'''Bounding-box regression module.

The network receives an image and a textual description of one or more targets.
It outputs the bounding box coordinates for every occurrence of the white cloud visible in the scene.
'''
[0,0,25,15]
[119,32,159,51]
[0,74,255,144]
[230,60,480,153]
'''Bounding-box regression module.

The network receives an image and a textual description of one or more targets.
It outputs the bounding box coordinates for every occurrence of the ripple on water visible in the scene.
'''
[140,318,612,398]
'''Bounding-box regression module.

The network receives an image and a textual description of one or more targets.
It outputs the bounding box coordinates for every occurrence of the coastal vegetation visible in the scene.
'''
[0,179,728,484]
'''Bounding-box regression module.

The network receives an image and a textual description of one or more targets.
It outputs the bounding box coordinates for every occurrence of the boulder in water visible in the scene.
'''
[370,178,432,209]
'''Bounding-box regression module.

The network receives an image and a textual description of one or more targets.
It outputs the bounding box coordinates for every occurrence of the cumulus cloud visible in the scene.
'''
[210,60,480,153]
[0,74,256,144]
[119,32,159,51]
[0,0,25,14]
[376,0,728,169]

# EXERCISE DETAILS
Render the stretch from the start of the entries through the line that contains "[230,60,480,153]" as a Markdown table with the columns "No." and "Line", giving each line its row number and leaving out blank lines.

# COMPLETED TASK
| No. | Line |
|---|---|
| 1 | '''Bounding-box regression module. |
| 2 | The network receives an image and a textual description of one or more targets. |
| 3 | It outputs the bounding box coordinates for every occurrence of the white cloud visible in the scene. |
| 4 | ''' |
| 5 | [0,0,25,15] |
| 6 | [119,32,159,51] |
| 7 | [0,74,255,144] |
| 8 | [230,60,480,153] |